La personnalité exceptionnelle de Christian Bourquin et son action durant sa vie publique justifient que lui soit rendu un hommage rassemblé. Il a, tout au long de son parcours de militant, d'élu local et régional et de parlementaire, consacré son énergie et l'essentiel de son existence au service de ses concitoyens. Christian Bourquin était une personnalité attachante, une figure locale hors du commun et un collègue chaleureux.
À ses collègues du groupe du RDSE, et en particulier à Mme Hermeline Malherbe qui a la lourde charge de lui succéder, j'adresse les très sincères condoléances de notre Assemblée. Aux membres de la commission des finances, qui perdent l'un des leurs, j'exprime notre sympathie attristée. À tous les membres de la famille de Christian Bourquin, à ses enfants, Jordi et Sophie, et à tous ses proches, je renouvelle les condoléances de l'ensemble des sénatrices et des sénateurs et j'exprime la part personnelle que je prends à leur peine.
Nous nous recueillons en sa mémoire.

§ **ENTRÉES EXTRAITES**
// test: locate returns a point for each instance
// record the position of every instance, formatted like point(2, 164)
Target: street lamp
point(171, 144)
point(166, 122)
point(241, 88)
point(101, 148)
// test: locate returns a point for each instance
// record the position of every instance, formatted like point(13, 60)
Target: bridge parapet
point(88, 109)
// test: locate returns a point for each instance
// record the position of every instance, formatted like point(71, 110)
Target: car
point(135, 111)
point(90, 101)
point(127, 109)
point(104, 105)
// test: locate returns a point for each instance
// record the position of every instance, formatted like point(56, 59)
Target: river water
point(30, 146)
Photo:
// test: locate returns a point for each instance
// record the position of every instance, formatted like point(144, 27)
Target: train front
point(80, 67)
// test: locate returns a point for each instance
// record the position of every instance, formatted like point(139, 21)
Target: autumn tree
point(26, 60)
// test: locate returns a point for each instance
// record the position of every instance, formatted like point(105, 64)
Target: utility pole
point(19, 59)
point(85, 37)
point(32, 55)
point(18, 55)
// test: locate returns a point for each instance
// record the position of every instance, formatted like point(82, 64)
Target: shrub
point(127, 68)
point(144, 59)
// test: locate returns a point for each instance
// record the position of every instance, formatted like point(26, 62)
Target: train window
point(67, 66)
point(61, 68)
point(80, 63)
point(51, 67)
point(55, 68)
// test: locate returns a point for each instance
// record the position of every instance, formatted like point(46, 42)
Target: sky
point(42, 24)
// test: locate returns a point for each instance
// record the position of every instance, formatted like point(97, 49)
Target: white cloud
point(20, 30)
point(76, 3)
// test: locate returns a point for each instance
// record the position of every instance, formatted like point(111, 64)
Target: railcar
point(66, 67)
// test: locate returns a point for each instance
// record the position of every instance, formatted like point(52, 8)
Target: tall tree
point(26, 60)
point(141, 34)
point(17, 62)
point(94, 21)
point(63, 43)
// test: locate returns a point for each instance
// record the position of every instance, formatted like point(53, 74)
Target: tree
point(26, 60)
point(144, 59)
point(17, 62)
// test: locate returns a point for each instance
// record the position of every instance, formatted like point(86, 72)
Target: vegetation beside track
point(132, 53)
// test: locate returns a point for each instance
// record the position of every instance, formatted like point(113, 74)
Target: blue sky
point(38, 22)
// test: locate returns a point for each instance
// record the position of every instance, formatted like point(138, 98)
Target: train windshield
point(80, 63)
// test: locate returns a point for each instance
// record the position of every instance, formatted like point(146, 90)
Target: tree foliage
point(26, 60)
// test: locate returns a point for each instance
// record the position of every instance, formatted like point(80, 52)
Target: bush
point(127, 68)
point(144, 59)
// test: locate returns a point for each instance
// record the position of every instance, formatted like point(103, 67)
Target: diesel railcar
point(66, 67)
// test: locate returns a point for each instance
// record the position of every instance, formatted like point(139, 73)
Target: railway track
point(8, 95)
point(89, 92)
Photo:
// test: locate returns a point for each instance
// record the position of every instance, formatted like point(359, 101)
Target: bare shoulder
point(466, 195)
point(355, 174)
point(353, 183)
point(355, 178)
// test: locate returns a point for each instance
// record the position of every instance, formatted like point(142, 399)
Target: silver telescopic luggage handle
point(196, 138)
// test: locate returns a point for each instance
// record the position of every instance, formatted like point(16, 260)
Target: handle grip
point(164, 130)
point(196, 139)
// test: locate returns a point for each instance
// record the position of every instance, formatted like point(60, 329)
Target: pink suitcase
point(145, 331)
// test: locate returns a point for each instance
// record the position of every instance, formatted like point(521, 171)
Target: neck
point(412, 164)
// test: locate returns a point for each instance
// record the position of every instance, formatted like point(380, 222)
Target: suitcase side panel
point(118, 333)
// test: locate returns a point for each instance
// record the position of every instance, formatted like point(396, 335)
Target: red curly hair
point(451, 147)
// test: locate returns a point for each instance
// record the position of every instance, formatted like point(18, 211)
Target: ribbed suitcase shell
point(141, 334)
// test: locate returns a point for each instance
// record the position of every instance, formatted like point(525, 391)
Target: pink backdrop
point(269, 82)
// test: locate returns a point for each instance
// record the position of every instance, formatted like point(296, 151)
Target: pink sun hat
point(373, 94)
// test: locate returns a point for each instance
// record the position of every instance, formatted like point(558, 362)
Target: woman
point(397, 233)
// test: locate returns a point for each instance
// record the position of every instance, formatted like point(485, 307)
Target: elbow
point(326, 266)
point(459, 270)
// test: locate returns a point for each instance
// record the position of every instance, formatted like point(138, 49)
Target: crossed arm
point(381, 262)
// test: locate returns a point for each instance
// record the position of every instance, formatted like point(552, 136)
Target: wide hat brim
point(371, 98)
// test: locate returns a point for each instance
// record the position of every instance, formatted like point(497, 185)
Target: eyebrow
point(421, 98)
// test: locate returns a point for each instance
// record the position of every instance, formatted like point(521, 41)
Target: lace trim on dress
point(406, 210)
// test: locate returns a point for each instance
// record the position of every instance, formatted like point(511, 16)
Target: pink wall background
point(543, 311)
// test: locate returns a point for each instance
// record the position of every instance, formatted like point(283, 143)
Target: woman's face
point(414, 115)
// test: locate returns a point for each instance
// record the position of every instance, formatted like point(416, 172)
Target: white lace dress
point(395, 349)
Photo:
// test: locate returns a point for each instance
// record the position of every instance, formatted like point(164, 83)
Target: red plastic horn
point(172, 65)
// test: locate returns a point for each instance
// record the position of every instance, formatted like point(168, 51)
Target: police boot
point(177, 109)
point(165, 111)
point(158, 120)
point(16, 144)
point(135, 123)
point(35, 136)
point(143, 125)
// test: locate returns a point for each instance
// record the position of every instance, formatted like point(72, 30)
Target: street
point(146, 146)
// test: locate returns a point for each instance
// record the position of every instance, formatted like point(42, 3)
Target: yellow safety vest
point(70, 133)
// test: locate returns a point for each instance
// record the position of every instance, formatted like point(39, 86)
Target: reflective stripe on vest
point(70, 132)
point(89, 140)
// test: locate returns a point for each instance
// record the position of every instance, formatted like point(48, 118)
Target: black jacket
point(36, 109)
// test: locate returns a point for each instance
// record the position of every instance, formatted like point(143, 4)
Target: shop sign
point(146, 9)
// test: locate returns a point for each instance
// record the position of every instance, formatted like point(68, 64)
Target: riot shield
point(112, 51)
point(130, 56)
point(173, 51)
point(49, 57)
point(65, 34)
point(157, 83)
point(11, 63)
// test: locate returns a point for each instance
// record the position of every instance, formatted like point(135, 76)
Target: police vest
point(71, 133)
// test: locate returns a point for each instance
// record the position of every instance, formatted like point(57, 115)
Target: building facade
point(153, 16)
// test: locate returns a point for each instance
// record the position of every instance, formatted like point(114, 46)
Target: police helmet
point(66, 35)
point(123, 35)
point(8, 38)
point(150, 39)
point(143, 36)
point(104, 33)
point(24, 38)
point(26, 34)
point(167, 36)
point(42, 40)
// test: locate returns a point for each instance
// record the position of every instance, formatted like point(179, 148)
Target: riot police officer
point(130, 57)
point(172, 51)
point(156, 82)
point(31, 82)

§ **CONSIGNE 1**
Reproduisez fidèlement le passage de l'hommage à Christian Bourquin qui va de « À ses collègues » à « en sa mémoire. », ces deux segments compris.
§ **CONSIGNE 2**
Prolongez l'hommage à Christian Bourquin au-delà de sa dernière phrase.

§ **RÉPONSE RÉDIGÉE 1**
À ses collègues du groupe du RDSE, et en particulier à Mme Hermeline Malherbe qui a la lourde charge de lui succéder, j'adresse les très sincères condoléances de notre Assemblée. Aux membres de la commission des finances, qui perdent l'un des leurs, j'exprime notre sympathie attristée. À tous les membres de la famille de Christian Bourquin, à ses enfants, Jordi et Sophie, et à tous ses proches, je renouvelle les condoléances de l'ensemble des sénatrices et des sénateurs et j'exprime la part personnelle que je prends à leur peine.
Nous nous recueillons en sa mémoire.

§ **RÉPONSE RÉDIGÉE 2**
M. Manuel Valls, Premier ministre . - Le 26 août dernier, Christian Bourquin nous quittait -trop tôt, beaucoup trop tôt-, après avoir mené, en toute discrétion, un dernier combat. Malgré l'affaiblissement, il a assumé, avec un courage qui force l'admiration -tel était l'homme !- ses fonctions de sénateur des Pyrénées-Orientales et de président du Conseil régional de Languedoc-Roussillon.
Depuis, Christian Bourquin manque terriblement. À sa famille, à ses proches, vers lesquels vont nos pensées. Il manque à cette Haute assemblée. Il manque à la République.
C'est avec infiniment d'émotion que je prends la parole devant vous, ses collègues. Nous nous connaissions depuis de très longues années. Il avait ce que l'on appelle l'amitié sincère, celle qui fait que l'on se dit les choses franchement, sans fioritures, parfois même sans mâcher ses mots. C'est le tempérament du rugbyman qui parlait : énergique, parfois emporté, mais toujours respectueux de l'autre.
Dans cet hémicycle me reviennent avec force les images du dernier hommage que nous lui avons rendu, au tournant de l'été, dans sa charmante petite ville de Millas. Une ville aux allures si catalanes et pour laquelle il avait l'affection sans limite que peut avoir un maire pour sa commune. Là, sous les platanes, nous étions plusieurs milliers, une foule immense rassemblée au-delà des appartenances politiques. Dans ce matin baigné de soleil, nous nous étions tous donné rendez-vous pour des retrouvailles tristes et solidaires. Ensemble, nous avons pu dire tout le respect, toute la sympathie, toute la considération que nous avions pour l'élu, pour l'homme.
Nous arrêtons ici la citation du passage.